(Stored data)
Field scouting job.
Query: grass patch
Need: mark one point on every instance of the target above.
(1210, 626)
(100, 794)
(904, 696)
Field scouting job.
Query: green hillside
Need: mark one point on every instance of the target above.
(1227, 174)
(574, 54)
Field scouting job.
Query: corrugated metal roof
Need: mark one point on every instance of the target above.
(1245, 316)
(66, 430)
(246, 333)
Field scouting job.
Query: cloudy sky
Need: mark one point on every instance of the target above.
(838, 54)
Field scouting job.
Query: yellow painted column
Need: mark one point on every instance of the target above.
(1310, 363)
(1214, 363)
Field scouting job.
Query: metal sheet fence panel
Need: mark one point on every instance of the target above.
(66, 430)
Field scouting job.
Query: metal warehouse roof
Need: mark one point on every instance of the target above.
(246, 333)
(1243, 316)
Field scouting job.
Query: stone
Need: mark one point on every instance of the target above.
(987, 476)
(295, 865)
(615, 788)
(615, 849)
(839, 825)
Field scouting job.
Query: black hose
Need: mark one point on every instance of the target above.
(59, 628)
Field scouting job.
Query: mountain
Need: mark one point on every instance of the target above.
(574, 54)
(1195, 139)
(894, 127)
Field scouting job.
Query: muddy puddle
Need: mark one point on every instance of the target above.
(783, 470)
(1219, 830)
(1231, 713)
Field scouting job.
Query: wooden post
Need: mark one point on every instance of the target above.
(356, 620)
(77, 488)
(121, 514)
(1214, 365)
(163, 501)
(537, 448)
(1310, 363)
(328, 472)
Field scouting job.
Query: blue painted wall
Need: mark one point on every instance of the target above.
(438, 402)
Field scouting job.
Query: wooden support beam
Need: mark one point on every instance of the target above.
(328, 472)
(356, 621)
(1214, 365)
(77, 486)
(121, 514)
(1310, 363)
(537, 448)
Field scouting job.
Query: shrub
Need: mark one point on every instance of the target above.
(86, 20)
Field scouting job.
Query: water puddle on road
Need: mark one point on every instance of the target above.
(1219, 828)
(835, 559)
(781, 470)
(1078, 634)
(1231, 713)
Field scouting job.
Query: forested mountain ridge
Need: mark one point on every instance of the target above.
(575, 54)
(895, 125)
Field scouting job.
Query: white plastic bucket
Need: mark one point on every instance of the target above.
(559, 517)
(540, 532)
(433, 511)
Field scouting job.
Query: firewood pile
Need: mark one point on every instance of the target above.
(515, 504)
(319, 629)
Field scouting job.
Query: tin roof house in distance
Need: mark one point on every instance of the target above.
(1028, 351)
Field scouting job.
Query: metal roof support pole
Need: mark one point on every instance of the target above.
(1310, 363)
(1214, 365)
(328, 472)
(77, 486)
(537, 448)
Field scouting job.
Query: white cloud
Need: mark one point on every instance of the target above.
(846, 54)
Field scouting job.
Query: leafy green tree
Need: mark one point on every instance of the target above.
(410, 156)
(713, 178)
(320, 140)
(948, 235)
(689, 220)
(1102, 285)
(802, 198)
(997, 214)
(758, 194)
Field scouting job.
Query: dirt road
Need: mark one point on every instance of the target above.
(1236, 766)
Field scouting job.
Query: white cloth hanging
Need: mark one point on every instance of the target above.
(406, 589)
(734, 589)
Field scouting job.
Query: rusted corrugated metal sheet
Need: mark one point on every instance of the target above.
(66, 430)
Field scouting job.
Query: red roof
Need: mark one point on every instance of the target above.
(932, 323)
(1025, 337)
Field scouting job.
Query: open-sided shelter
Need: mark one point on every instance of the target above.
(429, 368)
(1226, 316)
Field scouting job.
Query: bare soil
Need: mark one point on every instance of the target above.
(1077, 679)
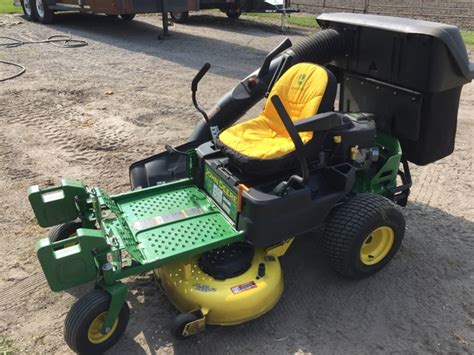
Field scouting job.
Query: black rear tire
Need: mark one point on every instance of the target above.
(354, 225)
(63, 231)
(180, 322)
(42, 12)
(28, 13)
(180, 17)
(127, 17)
(233, 14)
(82, 317)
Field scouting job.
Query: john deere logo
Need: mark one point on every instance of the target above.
(301, 80)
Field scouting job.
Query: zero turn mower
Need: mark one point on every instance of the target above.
(212, 217)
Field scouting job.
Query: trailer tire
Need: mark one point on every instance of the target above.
(180, 17)
(233, 14)
(27, 6)
(127, 17)
(362, 235)
(83, 321)
(42, 12)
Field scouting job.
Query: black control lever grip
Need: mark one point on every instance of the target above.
(270, 56)
(199, 76)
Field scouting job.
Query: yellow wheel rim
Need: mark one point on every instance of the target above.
(94, 333)
(377, 245)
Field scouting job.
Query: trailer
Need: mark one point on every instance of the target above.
(44, 11)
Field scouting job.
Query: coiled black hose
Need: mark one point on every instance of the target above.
(321, 48)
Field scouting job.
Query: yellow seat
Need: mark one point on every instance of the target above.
(302, 89)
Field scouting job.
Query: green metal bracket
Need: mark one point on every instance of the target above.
(118, 291)
(57, 204)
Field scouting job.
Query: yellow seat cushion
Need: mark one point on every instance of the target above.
(301, 90)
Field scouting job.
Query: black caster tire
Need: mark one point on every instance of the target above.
(84, 320)
(362, 235)
(180, 17)
(180, 322)
(42, 12)
(233, 14)
(28, 13)
(63, 231)
(127, 17)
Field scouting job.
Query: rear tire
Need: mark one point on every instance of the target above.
(82, 324)
(42, 11)
(63, 231)
(363, 235)
(27, 6)
(180, 17)
(127, 17)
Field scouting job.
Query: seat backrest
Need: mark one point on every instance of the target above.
(302, 89)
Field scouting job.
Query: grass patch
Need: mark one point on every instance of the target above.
(7, 7)
(297, 20)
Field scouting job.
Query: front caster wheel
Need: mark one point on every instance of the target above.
(363, 235)
(179, 325)
(43, 13)
(83, 324)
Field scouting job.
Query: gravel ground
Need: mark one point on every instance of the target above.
(89, 112)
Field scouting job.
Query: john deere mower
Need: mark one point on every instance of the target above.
(212, 217)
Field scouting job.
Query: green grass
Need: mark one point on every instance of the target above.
(7, 7)
(468, 37)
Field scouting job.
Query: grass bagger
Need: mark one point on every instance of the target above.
(212, 217)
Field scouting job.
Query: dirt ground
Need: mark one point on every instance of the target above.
(88, 113)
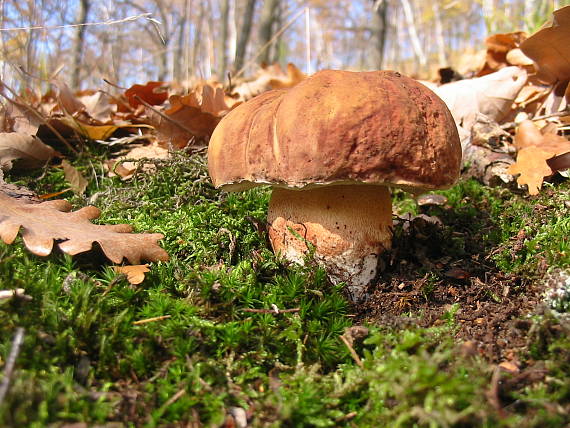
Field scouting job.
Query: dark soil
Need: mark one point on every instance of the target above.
(439, 261)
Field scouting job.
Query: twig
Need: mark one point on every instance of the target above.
(174, 398)
(153, 319)
(8, 294)
(39, 116)
(11, 362)
(164, 116)
(146, 16)
(353, 353)
(565, 112)
(271, 311)
(265, 46)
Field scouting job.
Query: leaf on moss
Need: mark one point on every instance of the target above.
(76, 181)
(135, 273)
(152, 93)
(190, 116)
(534, 151)
(28, 150)
(550, 47)
(42, 224)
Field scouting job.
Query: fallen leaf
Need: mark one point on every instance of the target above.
(28, 150)
(534, 151)
(550, 47)
(193, 115)
(491, 95)
(126, 169)
(98, 105)
(152, 93)
(67, 101)
(73, 232)
(509, 366)
(498, 48)
(135, 273)
(76, 181)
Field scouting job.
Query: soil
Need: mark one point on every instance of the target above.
(424, 275)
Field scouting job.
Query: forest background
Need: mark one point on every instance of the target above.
(128, 41)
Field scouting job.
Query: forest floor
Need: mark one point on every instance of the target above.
(467, 324)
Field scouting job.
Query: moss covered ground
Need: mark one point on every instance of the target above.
(218, 351)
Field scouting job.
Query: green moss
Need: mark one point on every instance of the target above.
(85, 359)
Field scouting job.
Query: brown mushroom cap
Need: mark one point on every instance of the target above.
(338, 127)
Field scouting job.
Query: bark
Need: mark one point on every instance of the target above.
(269, 15)
(79, 42)
(223, 42)
(197, 39)
(379, 28)
(439, 39)
(179, 59)
(244, 34)
(413, 32)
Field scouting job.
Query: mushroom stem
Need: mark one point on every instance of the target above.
(349, 226)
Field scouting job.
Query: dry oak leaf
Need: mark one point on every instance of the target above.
(498, 47)
(534, 151)
(135, 273)
(28, 150)
(152, 93)
(491, 95)
(192, 115)
(73, 231)
(549, 47)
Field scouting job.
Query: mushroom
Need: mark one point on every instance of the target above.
(331, 147)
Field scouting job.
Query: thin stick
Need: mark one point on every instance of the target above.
(146, 16)
(265, 46)
(271, 311)
(11, 362)
(153, 319)
(308, 39)
(164, 116)
(565, 112)
(174, 398)
(39, 116)
(7, 294)
(353, 353)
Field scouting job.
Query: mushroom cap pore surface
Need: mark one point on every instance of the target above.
(338, 127)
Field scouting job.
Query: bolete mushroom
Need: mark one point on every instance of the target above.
(331, 147)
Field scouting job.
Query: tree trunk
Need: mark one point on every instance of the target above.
(78, 43)
(379, 27)
(244, 34)
(269, 15)
(413, 32)
(223, 43)
(440, 41)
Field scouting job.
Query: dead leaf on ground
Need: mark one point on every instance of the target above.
(152, 93)
(73, 231)
(491, 95)
(27, 150)
(76, 181)
(534, 151)
(550, 47)
(135, 273)
(126, 169)
(498, 48)
(193, 115)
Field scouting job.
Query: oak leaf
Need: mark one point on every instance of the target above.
(491, 95)
(42, 224)
(550, 47)
(135, 273)
(190, 116)
(152, 93)
(28, 150)
(535, 149)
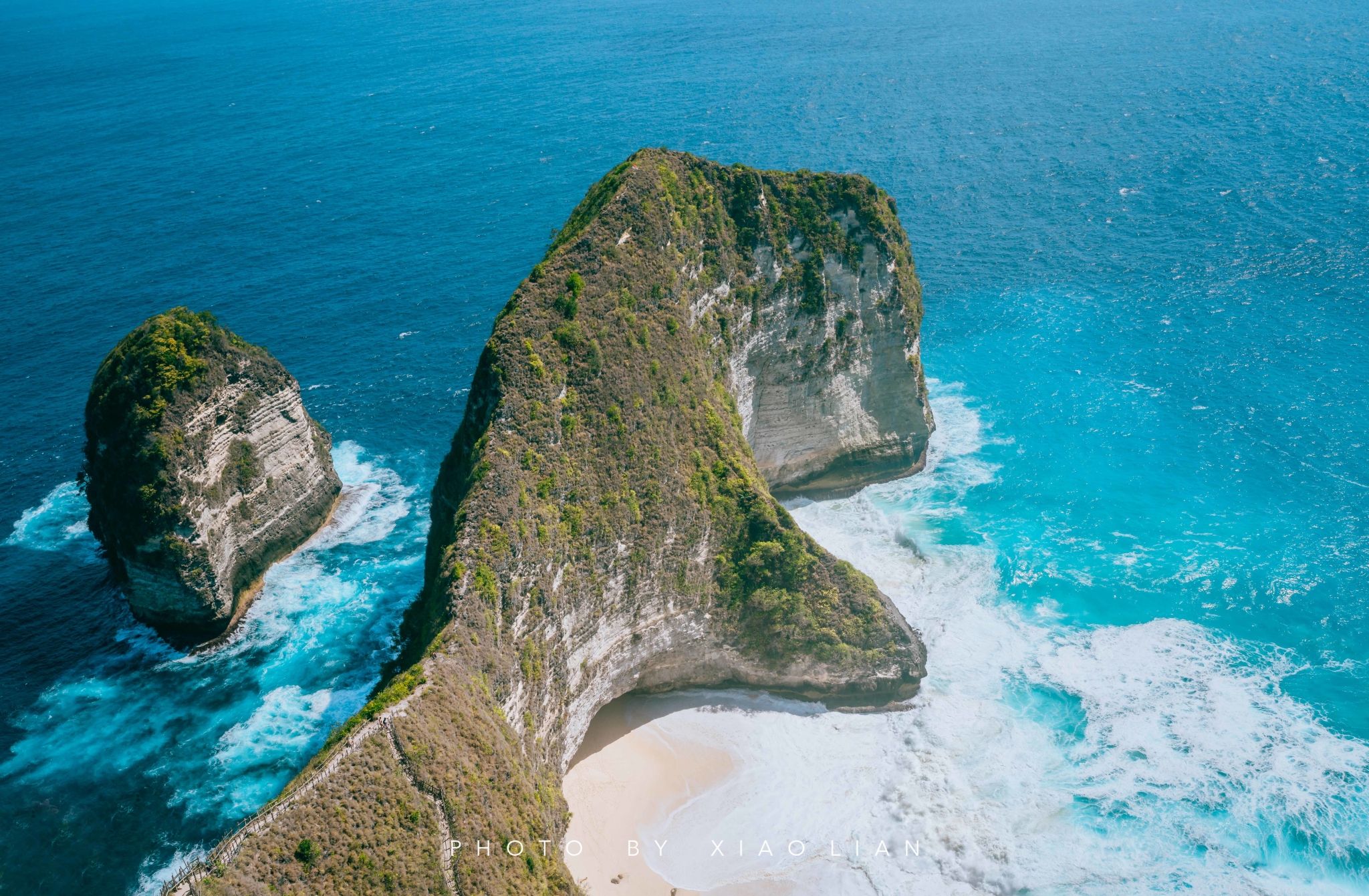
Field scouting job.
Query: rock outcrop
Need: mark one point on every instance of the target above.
(832, 389)
(602, 523)
(202, 470)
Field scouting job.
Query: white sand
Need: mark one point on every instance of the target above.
(619, 791)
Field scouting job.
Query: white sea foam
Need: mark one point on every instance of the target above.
(225, 728)
(1039, 756)
(55, 523)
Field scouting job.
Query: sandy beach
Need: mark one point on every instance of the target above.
(624, 778)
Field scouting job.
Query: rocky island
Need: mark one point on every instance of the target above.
(202, 468)
(697, 339)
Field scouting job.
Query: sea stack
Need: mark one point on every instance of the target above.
(697, 338)
(202, 468)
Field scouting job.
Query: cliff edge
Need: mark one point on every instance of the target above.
(606, 518)
(202, 468)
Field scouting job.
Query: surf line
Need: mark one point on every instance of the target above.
(515, 849)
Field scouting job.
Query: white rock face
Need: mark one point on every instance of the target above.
(836, 400)
(259, 483)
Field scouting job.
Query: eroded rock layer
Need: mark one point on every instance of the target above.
(202, 468)
(603, 525)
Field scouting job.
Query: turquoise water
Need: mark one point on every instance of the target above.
(1141, 230)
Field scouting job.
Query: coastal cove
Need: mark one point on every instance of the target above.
(1135, 553)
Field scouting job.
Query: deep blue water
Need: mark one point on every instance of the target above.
(1141, 229)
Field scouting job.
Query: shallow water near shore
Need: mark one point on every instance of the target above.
(1139, 560)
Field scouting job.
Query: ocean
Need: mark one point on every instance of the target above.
(1139, 560)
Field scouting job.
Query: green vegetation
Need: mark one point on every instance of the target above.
(307, 853)
(134, 445)
(599, 453)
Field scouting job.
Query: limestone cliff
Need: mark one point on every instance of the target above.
(602, 523)
(202, 470)
(826, 367)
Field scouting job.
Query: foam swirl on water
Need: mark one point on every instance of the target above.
(218, 734)
(1041, 754)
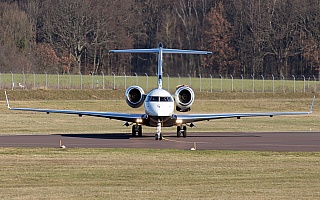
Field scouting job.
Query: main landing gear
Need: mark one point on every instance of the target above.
(182, 130)
(136, 129)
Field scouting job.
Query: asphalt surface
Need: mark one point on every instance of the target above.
(257, 141)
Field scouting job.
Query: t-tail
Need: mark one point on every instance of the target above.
(160, 51)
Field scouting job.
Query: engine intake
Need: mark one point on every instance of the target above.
(184, 97)
(135, 96)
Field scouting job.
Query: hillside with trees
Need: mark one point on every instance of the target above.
(247, 37)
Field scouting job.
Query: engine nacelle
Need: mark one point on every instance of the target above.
(135, 96)
(184, 97)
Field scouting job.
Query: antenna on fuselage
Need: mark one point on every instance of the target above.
(160, 51)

Problem to work on >>
Show every line of the records above that contains the string "caster".

Written answer >>
Query: black caster tire
Query: front caster wheel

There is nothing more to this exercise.